Festive Season Penguin used to be called Christmas Penguin. He likes christmas; if you hold his flipper he exclaims “Ho ho ho, Merry Christmas!” in a jovial voice and then plays a rendition of a well known Christmas Carol for you. He’s not a very good singer, but he can sing in two notes at once, so that’s worth something.

Once our first Christmas with him ended, we didn’t have the heart to put him away, and so we renamed him Festive Season Penguin, and to this day he sits in our living room, cheering up the place with his unquenchable holiday spirit.

He’ll sing “Jingle Bells” for you, if you click this link.

November 28, 2005

Sapphire Bullet Points of Pure Love

Varia points me to an article in the New York Times, in which a tale is told of a woman breaking up with her man via Powerpoint.

“Let’s end things now, tonight, while we’re a little buzzed and in good moods.”
He paled, straightened, slumped. “Why?”

I reached into my bag and, nodding somberly, pulled out my laptop, resting it on the bar in front of us. [...]

When the presentation ended (with a bulleted list enumerating the many good times we had had, to end on an up note), I snapped my laptop shut and turned to face him. “Well?”

He ordered another drink, and we sat in complete silence for as long as it took him to finish it. I slipped my laptop back into my bag, paid the tab and hailed myself a cab.

Back In My Days We Made Mixes By Taping Scores Together, And We Liked It

The indomitable Lisa Firke talks tapes in Musing on the Mix. She’s references a Chicago Tribune article discussing the mixtape and lamenting as its shiny and convenient cousin, the Mix CD, takes over. With a quote from Nick Hornby, the literary father of all things musical.
Much of the argument against poor Mix CD follows the usual “if it’s easier, it can’t mean as much” line, ignoring the equally vibrant “if it’s easier, it frees up time and energy to do more creative things!” It also can fall quickly into the absurd: Stockhausen used to take an entire day to create about a second of electronic music, so painstaking was it. Does that mean more, or does it make what is done today mean less?

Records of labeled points

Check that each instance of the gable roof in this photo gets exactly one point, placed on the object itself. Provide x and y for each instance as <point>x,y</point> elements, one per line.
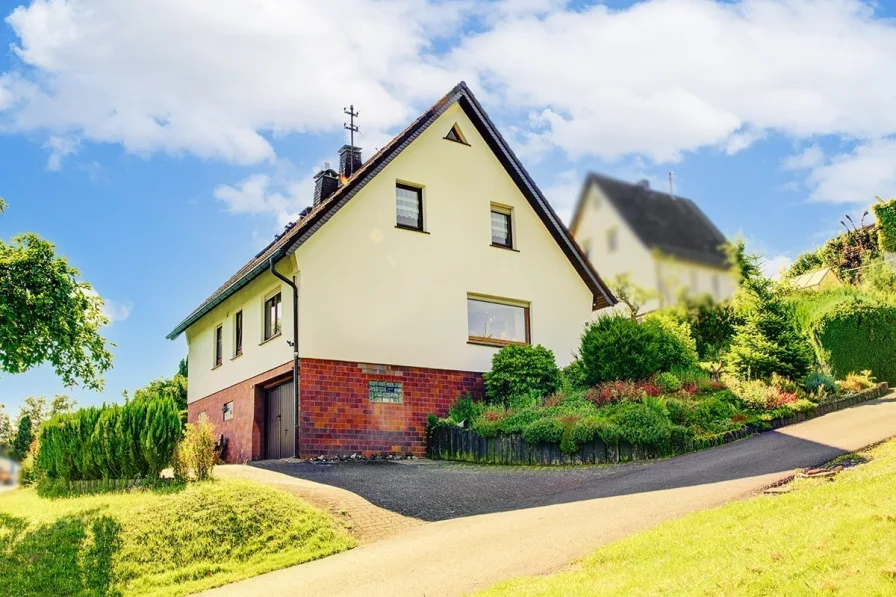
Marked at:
<point>673,225</point>
<point>289,241</point>
<point>812,278</point>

Parts of the exercise
• a. Translate this sentence from the blog excerpt into Spanish: "He ordered another drink, and we sat in complete silence for as long as it took him to finish it."
• b. Extend the blog excerpt, picking up right after its final sentence.

Outputs in order
• a. Él pidió otra copa, y nos quedamos sentados en completo silencio durante todo el tiempo que le llevó terminarla.

• b.
The rest of the article is mighty interesting though, and probably worth the free registration. And if you haven’t made a mix CD recently, or ever, I highly recommend it. Make one for someone you love, or hate (though I wouldn’t send it). Make one for me, if you’d like. Take your time; find just the right songs, pay attention to the flow. There is creative genius and unbounded expression in the act, no matter what the medium.

November 27, 2005

Children of the Corn

Now we’re cooking! The EP, named through bibliomancy from the reliable 1066 and All That, is officially Agricultural Revelations. Seven entirely new songs, and they’re pretty good.

Here’s the track listing in tentative order:

  1. Proscenium
  2. Crest
  3. E.G.B.
  4. Mouths of Babes
  5. Mellow Vandal
  6. Meerkat
  7. The Last Visible Dog

November 26, 2005

Needs More Notes

Composition continues, though I’m cramming more than I’d like. I’m a bit over halfway through my goal of 30 minutes, and have a few more things to bang out. If I get too far behind, I’ll just slow everything down.

I’m not sure how I’m going to distribute the EP, and am still wrangling with things like balancing listeners and potential sales. I’ve had 1019(!) downloads of Tango Heaven this month alone, but only one person bought a CD. Art is hard!

No matter what I end up doing, people who bought a copy of Travelog will be able to download the new tunes first, for free.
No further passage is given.